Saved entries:
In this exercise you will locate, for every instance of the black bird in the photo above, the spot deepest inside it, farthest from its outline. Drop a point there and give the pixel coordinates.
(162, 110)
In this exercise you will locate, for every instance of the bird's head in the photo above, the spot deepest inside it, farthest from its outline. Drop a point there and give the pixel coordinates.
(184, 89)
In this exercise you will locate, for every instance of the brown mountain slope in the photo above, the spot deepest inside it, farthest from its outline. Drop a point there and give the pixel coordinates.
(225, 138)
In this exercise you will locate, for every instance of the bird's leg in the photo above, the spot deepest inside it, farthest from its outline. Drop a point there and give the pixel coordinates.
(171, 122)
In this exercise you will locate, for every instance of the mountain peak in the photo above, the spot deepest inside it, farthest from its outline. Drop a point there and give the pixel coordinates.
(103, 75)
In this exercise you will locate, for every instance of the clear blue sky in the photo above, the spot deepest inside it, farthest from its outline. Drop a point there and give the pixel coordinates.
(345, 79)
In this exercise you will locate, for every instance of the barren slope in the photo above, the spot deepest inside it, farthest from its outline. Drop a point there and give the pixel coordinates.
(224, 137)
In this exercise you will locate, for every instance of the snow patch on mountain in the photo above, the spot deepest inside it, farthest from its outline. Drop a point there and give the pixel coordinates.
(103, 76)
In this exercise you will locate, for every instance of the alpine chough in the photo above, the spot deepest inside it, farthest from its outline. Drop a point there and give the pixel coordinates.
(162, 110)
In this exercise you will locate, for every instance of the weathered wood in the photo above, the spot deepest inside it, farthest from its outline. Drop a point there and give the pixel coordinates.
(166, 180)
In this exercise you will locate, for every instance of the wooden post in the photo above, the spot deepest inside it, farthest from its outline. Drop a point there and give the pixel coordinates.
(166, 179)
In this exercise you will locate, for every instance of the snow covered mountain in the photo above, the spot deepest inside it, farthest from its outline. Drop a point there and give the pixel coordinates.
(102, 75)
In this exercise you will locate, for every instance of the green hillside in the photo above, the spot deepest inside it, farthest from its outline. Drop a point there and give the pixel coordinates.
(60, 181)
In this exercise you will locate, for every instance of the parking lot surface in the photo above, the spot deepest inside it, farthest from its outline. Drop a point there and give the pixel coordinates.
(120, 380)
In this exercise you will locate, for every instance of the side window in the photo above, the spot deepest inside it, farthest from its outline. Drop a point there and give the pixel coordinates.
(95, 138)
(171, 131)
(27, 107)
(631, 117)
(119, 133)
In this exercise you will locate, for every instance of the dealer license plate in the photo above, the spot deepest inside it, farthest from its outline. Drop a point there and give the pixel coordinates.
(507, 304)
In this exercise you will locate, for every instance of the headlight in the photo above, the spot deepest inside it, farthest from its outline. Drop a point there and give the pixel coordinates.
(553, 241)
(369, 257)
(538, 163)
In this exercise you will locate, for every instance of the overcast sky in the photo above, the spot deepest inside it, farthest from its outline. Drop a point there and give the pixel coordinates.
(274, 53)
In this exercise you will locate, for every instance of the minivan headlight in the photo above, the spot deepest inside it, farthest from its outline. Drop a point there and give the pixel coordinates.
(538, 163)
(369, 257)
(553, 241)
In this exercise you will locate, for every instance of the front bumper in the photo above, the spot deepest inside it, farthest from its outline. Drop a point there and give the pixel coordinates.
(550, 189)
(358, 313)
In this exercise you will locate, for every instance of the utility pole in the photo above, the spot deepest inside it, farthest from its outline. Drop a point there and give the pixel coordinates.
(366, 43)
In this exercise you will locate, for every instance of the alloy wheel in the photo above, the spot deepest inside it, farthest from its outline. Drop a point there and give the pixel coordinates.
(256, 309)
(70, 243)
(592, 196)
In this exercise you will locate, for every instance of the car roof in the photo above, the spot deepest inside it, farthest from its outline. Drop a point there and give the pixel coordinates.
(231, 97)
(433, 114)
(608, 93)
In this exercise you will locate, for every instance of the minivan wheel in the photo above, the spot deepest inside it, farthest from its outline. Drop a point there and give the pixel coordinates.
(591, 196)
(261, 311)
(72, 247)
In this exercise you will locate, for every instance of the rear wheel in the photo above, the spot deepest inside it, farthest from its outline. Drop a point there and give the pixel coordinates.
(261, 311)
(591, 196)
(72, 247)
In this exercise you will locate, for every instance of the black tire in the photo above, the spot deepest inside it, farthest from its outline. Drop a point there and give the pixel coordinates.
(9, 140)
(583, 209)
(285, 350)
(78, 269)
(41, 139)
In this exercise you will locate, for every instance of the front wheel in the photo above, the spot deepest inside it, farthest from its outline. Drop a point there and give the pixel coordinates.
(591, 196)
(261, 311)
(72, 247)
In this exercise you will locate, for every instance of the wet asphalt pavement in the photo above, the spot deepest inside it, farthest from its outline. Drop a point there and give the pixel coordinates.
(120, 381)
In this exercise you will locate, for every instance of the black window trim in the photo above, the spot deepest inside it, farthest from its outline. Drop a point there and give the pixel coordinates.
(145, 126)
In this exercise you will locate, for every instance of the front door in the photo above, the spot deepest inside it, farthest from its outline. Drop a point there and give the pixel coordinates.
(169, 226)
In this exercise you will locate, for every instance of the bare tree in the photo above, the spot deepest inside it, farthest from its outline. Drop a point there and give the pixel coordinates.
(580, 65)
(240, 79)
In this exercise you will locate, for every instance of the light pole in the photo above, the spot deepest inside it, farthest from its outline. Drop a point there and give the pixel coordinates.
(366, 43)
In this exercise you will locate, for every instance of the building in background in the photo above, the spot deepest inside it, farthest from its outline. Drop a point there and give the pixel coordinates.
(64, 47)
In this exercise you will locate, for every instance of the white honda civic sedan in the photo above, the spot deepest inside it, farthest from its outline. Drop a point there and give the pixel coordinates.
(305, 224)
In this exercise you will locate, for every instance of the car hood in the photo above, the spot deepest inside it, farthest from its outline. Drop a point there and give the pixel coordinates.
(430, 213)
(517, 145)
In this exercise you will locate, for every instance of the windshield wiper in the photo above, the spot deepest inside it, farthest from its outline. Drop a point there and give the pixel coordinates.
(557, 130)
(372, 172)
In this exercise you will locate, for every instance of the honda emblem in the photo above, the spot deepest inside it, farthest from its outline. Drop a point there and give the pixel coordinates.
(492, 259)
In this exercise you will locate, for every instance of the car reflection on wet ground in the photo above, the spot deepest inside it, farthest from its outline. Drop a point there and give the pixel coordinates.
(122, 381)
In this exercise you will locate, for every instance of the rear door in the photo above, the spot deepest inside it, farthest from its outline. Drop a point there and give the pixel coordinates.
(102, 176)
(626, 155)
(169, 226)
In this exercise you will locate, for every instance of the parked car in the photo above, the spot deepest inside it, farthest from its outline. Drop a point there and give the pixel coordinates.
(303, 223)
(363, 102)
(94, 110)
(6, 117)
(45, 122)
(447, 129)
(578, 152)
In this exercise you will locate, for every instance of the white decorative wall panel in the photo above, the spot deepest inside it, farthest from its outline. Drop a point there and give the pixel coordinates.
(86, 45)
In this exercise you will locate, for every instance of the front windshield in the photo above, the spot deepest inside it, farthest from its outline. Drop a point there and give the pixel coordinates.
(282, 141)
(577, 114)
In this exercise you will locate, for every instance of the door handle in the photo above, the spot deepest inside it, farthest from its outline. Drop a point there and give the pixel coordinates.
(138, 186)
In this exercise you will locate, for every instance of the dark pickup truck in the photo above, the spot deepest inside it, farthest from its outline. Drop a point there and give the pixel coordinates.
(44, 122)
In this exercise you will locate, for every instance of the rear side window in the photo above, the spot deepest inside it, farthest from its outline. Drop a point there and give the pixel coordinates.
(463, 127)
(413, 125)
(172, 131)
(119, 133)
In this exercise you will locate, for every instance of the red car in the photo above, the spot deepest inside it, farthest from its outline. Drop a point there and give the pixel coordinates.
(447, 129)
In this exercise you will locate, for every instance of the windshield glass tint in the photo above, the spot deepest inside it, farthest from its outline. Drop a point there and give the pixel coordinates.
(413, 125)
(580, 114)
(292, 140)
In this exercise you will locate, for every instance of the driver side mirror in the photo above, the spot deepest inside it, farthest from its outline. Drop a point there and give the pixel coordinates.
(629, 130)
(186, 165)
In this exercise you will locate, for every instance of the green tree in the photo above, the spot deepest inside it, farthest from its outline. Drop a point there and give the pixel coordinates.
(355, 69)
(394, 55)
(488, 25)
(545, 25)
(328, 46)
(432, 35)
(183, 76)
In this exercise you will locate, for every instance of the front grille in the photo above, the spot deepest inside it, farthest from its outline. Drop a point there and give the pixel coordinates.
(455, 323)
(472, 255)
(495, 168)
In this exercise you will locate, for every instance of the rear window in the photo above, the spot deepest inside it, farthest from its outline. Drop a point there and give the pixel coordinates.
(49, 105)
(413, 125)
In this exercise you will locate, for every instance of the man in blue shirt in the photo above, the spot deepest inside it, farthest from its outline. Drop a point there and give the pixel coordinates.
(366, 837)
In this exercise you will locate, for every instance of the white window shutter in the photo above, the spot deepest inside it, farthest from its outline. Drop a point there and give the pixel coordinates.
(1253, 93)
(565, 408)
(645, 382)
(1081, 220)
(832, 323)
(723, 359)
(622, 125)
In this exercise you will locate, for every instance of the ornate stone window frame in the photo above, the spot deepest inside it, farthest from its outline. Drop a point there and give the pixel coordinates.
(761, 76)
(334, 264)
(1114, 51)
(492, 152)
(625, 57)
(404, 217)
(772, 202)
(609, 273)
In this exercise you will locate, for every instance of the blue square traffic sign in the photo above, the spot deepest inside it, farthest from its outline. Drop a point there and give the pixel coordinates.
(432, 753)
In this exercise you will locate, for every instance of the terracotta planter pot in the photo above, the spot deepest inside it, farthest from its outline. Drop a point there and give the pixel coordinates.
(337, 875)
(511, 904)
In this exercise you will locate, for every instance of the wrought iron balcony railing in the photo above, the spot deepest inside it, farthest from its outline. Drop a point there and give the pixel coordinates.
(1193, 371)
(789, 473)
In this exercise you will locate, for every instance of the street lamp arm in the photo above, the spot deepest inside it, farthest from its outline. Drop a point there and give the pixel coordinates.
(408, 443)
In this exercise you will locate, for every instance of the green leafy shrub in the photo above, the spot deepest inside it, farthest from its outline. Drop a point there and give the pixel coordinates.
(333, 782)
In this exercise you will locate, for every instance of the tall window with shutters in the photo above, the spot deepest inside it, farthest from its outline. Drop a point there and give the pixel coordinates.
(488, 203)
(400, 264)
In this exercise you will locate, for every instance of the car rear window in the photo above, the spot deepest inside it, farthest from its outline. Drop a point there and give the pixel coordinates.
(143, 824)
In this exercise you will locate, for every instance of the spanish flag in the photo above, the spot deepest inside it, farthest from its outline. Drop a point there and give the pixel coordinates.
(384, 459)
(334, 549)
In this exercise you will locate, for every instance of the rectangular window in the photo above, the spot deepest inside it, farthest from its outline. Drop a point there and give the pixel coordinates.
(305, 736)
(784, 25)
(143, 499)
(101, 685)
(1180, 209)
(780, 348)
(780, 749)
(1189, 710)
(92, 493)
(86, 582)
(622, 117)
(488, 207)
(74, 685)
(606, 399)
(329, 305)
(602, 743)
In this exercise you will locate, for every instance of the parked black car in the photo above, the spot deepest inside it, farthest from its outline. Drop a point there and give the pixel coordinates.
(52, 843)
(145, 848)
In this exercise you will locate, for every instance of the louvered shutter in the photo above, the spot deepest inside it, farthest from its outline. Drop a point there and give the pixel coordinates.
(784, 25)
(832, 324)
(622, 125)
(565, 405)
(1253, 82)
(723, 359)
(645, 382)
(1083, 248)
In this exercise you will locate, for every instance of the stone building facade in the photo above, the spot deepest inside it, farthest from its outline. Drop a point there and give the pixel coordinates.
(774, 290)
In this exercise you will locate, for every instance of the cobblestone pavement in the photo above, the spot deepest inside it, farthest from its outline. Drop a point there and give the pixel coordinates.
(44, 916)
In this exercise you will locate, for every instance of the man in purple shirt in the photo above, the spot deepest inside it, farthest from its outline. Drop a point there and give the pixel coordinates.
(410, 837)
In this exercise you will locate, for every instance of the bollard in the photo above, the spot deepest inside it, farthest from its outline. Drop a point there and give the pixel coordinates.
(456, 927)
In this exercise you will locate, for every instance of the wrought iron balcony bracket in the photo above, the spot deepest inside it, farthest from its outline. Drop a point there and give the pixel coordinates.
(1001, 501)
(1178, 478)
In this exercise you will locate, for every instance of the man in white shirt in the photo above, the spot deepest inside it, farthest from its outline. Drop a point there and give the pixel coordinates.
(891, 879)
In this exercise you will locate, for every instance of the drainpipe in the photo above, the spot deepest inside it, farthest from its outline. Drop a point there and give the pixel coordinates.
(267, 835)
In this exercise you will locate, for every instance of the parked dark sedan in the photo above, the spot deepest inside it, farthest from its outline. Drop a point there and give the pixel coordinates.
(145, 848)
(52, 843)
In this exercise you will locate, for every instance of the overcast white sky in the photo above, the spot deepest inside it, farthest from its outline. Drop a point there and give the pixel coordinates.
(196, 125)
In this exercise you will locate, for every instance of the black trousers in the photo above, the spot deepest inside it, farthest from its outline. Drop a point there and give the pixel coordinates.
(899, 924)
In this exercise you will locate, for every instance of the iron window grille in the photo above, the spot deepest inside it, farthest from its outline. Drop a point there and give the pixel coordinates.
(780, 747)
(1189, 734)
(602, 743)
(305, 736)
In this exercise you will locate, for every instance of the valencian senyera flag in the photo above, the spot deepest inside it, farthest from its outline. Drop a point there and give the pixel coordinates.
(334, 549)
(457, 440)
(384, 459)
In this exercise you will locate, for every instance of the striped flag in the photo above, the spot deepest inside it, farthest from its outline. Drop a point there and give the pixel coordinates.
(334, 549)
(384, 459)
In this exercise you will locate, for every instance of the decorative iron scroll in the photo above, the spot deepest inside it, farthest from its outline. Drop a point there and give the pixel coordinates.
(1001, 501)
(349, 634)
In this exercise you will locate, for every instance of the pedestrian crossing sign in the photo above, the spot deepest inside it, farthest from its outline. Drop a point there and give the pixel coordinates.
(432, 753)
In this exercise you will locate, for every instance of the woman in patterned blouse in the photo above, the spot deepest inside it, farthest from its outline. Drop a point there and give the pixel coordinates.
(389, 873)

» **DIRECTIVE**
Return the lines from the one containing "of the woman" through the end of the records, both included.

» **TASK RESULT**
In this exercise you will locate, for every instance of the woman in patterned blouse in the photo above, the spot deepest inside it, farthest from its outline. Drop a point there and give the pixel coordinates.
(389, 873)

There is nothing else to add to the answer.